Alıntı:
EYT de çıktı hayırlı olsun, asgari ücret artışının ardından çizdiğim tablodan rahatsız olan ücretlilerden sonra da EYT mağdurlarını kızdırayım dedim bugün.
AKP iktidarı 20 yılı son 6 aya sığdırmaya kararlı görünüyor. 20 yıl boyunca denemediği üretim ekonomisine geçişi işler kötü gidince güya faiz artırarak geçmeyi denemişti ya sonrasında artarak devam eden bütçe açığını görmezden gelerek seçim ekonomisi uygulamaya başladı.
Ekonomideki durumu 'Aslında durum tam istediğimiz gibi, böyle olmasını biz planlamıştık, gördüğünüz gibi bolluk içindeyiz' şeklinde izah ederek seçime girmeyi planlayan iktidar bu yolda gözünü karartmış görünüyor.
2019 da Erdoğan'ın EYT bizi batırır açıklamalarını yazmıştım. O gün batıracak olan EYT'nin bugünün şartlarında batırmıyor olması mümkün mü peki? Bugün ekonomi 2019 dan daha mı iyi. Hepimiz olmadığını bilsek de işte hükümetin sorun yok biz her şeyi bilerek yapıyoruz algısı oluşturma gayretinin bir parçası gibi görünüyor bu EYT kararı da.
İşin bir başka boyutu da aslında şu, emekliler olarak aldığımız ücretlerden şikayetçiyiz milletçe, ama inatla emekli olmak istiyoruz. Mevcut emekli maaşlarıyla emekli maaşıyla yaşayabilecek kişi sayısı 2 buçuk milyonun 5yüzbini falandır. Özel bazı durumlar nedeniyle emekli olmak isteyen de bir 5yüzbin kişi olsun. En az geri kalan 1buçuk milyon kişi emekli olup çalışmaya devam etmek niyetindekiler. Bu da gayet normal, çalışan olarak geçinemeyen insanlar için bu bir ek gelir gibi algılanıyor.
Konut hamlesi, kadro hamleleri gibi, borçların silinmesi gibi üst üste hamlelerle hükümet enflasyonla mücadele etmek yerine yalancı bir refah yaşatmayı tercih ediyor şu anda. Umarım ben yanılırım ama bu gidişat "seçimden sonrası tufan" anlayışı gibi görünüyor. Mevcut hükümet seçimi bütün bunlara rağmen kaybederse söz aslına evrilir ve "Benden sonrası tufan" şekline dönüşür.

Yönergeler:
a – EYT yazısına göre yazar 2019'da neyi yazmıştır?
b – EYT yazısını kaldığı yerden sürdürünüz.

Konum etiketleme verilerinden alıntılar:
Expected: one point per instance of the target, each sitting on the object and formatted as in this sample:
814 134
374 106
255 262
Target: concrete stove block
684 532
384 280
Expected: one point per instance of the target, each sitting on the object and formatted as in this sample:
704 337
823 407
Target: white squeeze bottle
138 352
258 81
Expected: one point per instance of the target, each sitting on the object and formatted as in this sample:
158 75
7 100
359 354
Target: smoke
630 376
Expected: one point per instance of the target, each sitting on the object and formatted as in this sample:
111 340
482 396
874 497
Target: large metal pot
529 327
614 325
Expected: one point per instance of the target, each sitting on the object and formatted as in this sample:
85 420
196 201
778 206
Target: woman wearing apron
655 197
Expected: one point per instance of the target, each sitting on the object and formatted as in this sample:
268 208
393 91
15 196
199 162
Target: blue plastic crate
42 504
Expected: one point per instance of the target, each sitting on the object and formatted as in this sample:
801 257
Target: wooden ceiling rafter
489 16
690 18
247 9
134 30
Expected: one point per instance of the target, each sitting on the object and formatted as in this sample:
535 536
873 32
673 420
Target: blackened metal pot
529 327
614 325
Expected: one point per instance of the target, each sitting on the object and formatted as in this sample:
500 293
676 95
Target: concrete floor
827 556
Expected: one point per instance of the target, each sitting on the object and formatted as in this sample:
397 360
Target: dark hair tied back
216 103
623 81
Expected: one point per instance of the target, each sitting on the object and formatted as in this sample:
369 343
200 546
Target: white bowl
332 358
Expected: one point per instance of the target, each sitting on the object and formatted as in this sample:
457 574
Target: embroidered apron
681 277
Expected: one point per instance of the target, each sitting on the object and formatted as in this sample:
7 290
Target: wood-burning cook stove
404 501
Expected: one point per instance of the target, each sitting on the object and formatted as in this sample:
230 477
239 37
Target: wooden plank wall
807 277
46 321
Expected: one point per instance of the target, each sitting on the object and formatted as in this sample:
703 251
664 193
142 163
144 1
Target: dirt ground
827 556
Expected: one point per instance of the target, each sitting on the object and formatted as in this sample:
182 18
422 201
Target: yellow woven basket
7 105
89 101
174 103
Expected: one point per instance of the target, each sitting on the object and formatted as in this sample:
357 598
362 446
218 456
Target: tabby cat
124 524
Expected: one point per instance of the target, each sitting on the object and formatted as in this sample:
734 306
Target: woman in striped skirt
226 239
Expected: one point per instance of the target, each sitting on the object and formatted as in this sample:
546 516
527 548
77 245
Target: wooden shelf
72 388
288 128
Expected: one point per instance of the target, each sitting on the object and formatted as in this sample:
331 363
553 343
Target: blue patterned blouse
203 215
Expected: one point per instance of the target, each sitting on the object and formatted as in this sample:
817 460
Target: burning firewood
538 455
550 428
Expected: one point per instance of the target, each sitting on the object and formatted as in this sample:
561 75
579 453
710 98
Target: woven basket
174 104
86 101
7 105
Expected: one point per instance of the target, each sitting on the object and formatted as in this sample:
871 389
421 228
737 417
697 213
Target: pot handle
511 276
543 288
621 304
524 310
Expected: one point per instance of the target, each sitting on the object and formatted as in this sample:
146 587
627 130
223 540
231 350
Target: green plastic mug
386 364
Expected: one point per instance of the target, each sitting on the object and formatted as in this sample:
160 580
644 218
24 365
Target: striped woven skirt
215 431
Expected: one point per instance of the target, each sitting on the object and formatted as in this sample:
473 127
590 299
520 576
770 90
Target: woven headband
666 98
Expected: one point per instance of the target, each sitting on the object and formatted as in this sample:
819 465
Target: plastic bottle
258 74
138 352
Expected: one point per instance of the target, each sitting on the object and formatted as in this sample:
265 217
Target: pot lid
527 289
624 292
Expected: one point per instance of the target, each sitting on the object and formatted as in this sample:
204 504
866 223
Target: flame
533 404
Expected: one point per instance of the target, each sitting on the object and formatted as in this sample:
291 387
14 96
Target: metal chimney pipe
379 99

Görevlere Göre Yanıtlar:
a – Erdoğan'ın "EYT bizi batırır" yönündeki açıklamalarını yazmıştır.

b –
Zaten aslında emekli maaşları ve asgari ücrette son birkaç seferde uygulanan politika ile sağlanan artışların şekli de gözlerden kaçtı. Artık asgari ücret çalışan kesim için vasati(ortalama) ücret haline dönüştü. Memurlar da asgari ücrete gittikçe yaklaştı. Asgari yani en düşük ücret şeklinde tanımlanan ücret emekli maaşlarının da oldukça üstünde yer alıyor. Emekli maaşlarında yapılan düzenlemelerle de ortalama emekli maaşı en düşük emekli maaşına oldukça yaklaşıyor. Pirim gün sayısının kıymeti de gittikçe azalıyor. Çalışan kesim en altta eşitlenmeye doğru hızla ilerliyor.
Doğal olarak bununla ilgili de gittikçe artan şikayetler bu günlerde yükseliyor. TUİK üzerinden halkı ikna etmeyen enflasyon rakamları geliyor. Bu rakamlar halkı tam olarak ikna etmediği halde bile oldukça yüksek. Ancak hissedilen rakamlarla TÜİK rakamları arasındaki fark memur ve emeklilerin maaşlarında hissedebilecekleri artışlar olmasını da engelliyor. Üzerine bir de baz etkisi ile yaşanacak resmi enflasyon rakamlarındaki görece düşüş bu kesim için endişe kaynağı oluyor.
Hükümet ise son yirmi yılı 6 aya sığdırma planları çerçevesinde bu kesimin taleplerini de görmezden gelemeyecek gibi duruyor. Görmezden gelirse asgari ücret rakamlarının artışı ya da EYT'nin çözülmesi gibi hamleler arzu edilen etkiyi yaratmayacak. Bu anlamda yapılacaklara rağmen eğer seçim zamanına kadar enflasyonda ciddi ve gerçekten bir indirim yaşanmaz ise yapılanların etkisi yine de yeterince olmayacak. Aldığı her zammın kısa sürede eridiğini görmeye devam eden bir halkın ikna olması kolay değil neticede.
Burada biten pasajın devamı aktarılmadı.